----- DATASET CONTENT
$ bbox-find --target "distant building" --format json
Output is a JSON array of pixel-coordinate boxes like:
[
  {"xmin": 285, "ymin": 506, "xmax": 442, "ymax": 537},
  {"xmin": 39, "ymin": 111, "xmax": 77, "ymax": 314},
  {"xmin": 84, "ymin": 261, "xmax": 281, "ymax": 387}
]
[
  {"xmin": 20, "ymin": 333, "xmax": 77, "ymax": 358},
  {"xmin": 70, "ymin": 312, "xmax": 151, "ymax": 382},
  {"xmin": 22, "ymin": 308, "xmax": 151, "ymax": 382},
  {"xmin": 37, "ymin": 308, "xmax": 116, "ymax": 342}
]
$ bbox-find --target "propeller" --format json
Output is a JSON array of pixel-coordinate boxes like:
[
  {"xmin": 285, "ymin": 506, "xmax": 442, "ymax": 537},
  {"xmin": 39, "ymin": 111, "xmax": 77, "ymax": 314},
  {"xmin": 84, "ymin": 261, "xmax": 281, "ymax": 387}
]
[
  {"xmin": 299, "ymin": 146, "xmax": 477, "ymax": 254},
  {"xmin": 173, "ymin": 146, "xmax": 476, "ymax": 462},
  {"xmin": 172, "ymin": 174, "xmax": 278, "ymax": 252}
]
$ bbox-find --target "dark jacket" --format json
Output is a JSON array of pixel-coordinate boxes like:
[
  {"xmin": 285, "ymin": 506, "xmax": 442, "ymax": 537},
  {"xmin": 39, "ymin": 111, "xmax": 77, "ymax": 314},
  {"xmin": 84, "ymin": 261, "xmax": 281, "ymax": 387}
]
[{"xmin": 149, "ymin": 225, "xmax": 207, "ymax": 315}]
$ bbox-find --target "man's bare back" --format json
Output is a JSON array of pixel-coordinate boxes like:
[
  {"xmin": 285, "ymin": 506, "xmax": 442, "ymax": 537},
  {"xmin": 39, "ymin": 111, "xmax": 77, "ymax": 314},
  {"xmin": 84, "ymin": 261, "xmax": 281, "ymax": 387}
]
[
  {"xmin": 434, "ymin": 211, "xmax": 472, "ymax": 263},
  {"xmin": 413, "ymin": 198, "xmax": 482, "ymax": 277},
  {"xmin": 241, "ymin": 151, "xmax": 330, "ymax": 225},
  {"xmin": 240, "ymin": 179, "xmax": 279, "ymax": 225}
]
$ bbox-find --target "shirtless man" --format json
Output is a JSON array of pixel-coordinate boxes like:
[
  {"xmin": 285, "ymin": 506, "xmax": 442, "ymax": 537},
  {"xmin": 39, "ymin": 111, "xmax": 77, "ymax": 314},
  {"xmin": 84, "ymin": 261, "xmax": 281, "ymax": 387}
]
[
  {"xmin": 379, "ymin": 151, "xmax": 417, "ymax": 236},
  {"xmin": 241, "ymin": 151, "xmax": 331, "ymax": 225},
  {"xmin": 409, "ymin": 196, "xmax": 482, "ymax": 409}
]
----------
PROBLEM DETAILS –
Gather every line of the material that contains the word "target".

RESULT –
$ bbox-find --target "distant building" --format json
$ bbox-find --target "propeller" --format json
$ bbox-find --target "dark jacket" --format json
$ bbox-find --target "man's bare back" --format json
$ bbox-find --target "shirtless man" --format json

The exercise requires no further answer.